» **Document segment**:
↓

9.3 Barista & Co shall not be liable for the Product’s failure to comply with the warranty set out in paragraph 9.1 in any of the following events:
(a) the Retailer makes any further use of such Products after giving notice under paragraph 9.2;
(b) the Retailer alters or repairs such Products without the written consent of Barista & Co;
(c) the defect arises as a result of fair wear and tear, wilful damage, negligence or abnormal storage;
(d) the Products differ from their description as a result of changes made to ensure they comply with applicable statutory or regulatory requirements; or
(e) the defect arises because the Retailer failed to follow Barista & Co’s oral or written instructions as to the storage, use and maintenance of the Products or good trade practice regarding the same.
9.4 Except as provided in this paragraph 9, Barista & Co shall have no liability to the Retailer in respect of the Products’ failure to comply with the warranty set out in paragraph 9.1.
9.5 All other conditions, warranties and other terms, express or implied, statutory or otherwise (including those terms implied by sections 13 to 15 of the Sale of Goods Act 1979), are, to the fullest extent permitted by law, excluded from the Purchase Contract.
9.6 These Applicable Terms shall apply to any repaired or replacement Product supplied by Barista & Co.

↑

» **Requirement**: Write out the warranty clauses word for word.

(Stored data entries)
↓

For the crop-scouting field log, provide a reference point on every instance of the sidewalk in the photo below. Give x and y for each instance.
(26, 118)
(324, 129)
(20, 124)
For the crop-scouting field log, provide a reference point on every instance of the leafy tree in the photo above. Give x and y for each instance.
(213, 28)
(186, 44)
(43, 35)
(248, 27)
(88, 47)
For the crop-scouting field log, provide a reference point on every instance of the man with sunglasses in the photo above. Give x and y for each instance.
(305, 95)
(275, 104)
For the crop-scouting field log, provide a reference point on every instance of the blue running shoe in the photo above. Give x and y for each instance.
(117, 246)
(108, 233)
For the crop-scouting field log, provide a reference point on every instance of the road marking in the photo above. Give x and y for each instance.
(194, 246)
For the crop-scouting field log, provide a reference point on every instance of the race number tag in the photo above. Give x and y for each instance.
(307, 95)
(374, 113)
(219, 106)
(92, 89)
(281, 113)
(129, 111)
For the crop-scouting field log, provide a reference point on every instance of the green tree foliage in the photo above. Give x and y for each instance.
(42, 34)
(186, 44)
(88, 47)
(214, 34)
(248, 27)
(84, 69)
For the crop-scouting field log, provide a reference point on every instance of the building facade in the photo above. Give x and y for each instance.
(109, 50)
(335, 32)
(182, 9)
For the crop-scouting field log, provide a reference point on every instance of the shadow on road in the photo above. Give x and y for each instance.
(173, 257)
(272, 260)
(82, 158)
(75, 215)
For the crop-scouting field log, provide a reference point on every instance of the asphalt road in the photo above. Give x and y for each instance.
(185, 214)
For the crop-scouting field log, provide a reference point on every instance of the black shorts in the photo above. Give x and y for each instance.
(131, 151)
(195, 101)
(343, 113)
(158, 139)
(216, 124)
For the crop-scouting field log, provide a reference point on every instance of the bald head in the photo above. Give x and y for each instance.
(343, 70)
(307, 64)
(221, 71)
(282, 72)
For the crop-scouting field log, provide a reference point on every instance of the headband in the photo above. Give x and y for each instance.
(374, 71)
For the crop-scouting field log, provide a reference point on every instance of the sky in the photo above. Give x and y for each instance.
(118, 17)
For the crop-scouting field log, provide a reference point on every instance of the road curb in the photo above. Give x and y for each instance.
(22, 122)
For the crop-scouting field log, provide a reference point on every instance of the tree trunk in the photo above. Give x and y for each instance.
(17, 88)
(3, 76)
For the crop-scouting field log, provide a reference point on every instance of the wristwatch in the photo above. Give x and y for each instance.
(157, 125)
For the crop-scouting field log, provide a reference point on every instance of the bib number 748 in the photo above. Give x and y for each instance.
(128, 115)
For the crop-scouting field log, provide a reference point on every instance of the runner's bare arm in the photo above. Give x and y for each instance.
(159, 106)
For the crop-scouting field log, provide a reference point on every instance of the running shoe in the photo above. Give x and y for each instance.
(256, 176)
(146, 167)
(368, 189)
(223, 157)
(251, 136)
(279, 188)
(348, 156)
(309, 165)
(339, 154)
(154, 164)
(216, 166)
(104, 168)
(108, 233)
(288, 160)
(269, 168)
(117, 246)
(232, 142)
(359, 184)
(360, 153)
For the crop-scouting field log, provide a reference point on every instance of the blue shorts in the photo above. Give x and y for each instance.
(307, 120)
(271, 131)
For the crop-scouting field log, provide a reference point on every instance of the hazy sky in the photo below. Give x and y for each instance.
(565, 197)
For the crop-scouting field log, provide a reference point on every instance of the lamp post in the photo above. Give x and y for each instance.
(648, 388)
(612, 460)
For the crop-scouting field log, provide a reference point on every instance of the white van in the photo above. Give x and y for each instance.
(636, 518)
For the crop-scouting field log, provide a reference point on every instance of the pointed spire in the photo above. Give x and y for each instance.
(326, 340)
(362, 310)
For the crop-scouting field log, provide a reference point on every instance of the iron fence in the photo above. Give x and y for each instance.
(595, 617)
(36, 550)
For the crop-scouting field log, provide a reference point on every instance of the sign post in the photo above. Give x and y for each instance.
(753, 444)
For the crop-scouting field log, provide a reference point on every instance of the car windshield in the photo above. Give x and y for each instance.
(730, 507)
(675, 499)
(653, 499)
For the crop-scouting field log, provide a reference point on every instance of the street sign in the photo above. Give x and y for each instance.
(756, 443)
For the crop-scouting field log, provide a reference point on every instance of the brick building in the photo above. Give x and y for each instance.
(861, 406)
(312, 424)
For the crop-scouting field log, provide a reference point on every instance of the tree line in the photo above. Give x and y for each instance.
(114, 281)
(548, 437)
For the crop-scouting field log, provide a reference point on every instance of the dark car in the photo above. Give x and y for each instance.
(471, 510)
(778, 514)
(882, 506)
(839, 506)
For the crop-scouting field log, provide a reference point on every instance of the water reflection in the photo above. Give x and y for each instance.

↑

» **Your solution**:
9.3 Barista & Co shall not be liable for the Product’s failure to comply with the warranty set out in paragraph 9.1 in any of the following events:
(a) the Retailer makes any further use of such Products after giving notice under paragraph 9.2;
(b) the Retailer alters or repairs such Products without the written consent of Barista & Co;
(c) the defect arises as a result of fair wear and tear, wilful damage, negligence or abnormal storage;
(d) the Products differ from their description as a result of changes made to ensure they comply with applicable statutory or regulatory requirements; or
(e) the defect arises because the Retailer failed to follow Barista & Co’s oral or written instructions as to the storage, use and maintenance of the Products or good trade practice regarding the same.
9.4 Except as provided in this paragraph 9, Barista & Co shall have no liability to the Retailer in respect of the Products’ failure to comply with the warranty set out in paragraph 9.1.
9.5 All other conditions, warranties and other terms, express or implied, statutory or otherwise (including those terms implied by sections 13 to 15 of the Sale of Goods Act 1979), are, to the fullest extent permitted by law, excluded from the Purchase Contract.
9.6 These Applicable Terms shall apply to any repaired or replacement Product supplied by Barista & Co.